Voci di annotazione con coordinate:
---------------

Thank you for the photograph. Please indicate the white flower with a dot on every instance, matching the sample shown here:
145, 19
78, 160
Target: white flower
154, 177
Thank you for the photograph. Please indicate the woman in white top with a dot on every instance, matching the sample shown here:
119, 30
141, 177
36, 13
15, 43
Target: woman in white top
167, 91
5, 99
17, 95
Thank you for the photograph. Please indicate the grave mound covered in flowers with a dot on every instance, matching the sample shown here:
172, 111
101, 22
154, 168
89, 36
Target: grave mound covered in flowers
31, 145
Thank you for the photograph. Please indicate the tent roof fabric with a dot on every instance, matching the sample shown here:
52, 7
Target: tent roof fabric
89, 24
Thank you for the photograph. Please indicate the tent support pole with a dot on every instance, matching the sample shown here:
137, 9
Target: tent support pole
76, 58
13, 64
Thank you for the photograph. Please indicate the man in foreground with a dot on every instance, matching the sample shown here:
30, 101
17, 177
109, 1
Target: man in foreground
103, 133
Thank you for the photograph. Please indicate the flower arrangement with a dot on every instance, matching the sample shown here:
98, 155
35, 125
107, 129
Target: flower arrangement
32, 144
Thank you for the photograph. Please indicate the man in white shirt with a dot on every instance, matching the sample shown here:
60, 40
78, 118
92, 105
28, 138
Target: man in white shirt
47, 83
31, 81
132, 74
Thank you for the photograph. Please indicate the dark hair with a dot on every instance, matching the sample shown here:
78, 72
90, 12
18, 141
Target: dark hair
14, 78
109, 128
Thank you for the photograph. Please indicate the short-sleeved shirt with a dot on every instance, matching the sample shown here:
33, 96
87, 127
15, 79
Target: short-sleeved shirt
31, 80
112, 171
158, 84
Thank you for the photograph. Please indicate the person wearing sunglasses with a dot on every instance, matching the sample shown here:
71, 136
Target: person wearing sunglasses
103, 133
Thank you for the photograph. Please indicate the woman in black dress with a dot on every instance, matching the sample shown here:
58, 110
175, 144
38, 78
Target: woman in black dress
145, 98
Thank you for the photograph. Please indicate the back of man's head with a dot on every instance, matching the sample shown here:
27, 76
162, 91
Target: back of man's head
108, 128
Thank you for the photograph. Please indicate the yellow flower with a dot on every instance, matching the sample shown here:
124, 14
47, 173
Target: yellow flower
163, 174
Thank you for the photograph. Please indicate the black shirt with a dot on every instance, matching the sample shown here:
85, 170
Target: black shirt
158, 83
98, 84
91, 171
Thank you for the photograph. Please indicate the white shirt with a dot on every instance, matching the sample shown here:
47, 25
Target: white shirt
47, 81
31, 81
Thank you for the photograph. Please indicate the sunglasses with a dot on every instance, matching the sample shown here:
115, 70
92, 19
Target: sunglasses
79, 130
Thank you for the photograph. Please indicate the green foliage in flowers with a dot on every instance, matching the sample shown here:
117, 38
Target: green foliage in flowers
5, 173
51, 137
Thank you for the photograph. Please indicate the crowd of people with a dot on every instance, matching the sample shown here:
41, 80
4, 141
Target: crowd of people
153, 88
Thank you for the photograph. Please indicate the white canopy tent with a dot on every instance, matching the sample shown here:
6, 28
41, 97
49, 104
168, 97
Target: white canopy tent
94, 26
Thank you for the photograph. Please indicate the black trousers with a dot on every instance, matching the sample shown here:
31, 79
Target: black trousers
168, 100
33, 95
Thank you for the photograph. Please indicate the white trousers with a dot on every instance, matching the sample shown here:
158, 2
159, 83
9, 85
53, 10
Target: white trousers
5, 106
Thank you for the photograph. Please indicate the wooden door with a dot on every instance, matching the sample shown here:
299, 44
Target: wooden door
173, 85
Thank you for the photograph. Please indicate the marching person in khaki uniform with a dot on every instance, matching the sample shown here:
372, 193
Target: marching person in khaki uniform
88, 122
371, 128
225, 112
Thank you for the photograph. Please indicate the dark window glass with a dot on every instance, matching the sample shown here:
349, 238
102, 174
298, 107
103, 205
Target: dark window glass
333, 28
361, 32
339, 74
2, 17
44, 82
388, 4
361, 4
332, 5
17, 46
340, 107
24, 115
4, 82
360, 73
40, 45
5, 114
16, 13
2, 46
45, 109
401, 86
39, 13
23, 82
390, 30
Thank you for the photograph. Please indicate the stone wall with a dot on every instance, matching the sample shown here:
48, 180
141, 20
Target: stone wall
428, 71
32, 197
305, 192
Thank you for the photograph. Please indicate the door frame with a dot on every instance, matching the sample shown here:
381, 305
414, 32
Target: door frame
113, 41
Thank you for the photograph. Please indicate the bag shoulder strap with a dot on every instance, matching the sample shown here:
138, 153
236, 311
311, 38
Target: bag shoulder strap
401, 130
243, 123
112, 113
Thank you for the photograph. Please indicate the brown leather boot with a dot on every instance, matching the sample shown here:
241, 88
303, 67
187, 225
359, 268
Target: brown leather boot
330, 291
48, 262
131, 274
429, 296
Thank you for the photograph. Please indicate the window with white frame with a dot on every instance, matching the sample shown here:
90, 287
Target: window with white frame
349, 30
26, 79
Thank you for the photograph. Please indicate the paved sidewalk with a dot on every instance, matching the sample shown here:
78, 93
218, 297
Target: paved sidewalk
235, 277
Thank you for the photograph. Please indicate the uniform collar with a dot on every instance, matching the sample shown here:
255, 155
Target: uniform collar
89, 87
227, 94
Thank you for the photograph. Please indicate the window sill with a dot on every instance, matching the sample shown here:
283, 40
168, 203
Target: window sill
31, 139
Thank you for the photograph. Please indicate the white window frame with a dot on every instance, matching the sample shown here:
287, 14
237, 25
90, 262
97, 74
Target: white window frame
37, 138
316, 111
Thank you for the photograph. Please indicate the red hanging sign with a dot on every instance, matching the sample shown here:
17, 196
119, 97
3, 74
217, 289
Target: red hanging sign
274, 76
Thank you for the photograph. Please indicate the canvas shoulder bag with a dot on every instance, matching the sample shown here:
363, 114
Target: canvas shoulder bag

---------------

Per favore, riscrivi il tratto dell'elenco che va dalla riga contenente "Thank you for the photograph. Please indicate the white window" fino alla fine dell'elenco, sostituendo "red" con "blue" e lasciando tutto il resto invariato.

Risposta scritta —
Thank you for the photograph. Please indicate the white window frame with a dot on every instance, matching the sample shown here:
287, 14
237, 25
90, 262
97, 74
Target: white window frame
37, 138
316, 111
Thank you for the photograph. Please indicate the blue hanging sign with a dot on every instance, matching the sample shown here:
17, 196
119, 97
3, 74
217, 289
Target: blue hanging sign
274, 76
Thank you for the photograph. Please indicate the canvas shoulder bag with a dot on every instance, matching the sample shown here:
363, 114
Target: canvas shoulder bag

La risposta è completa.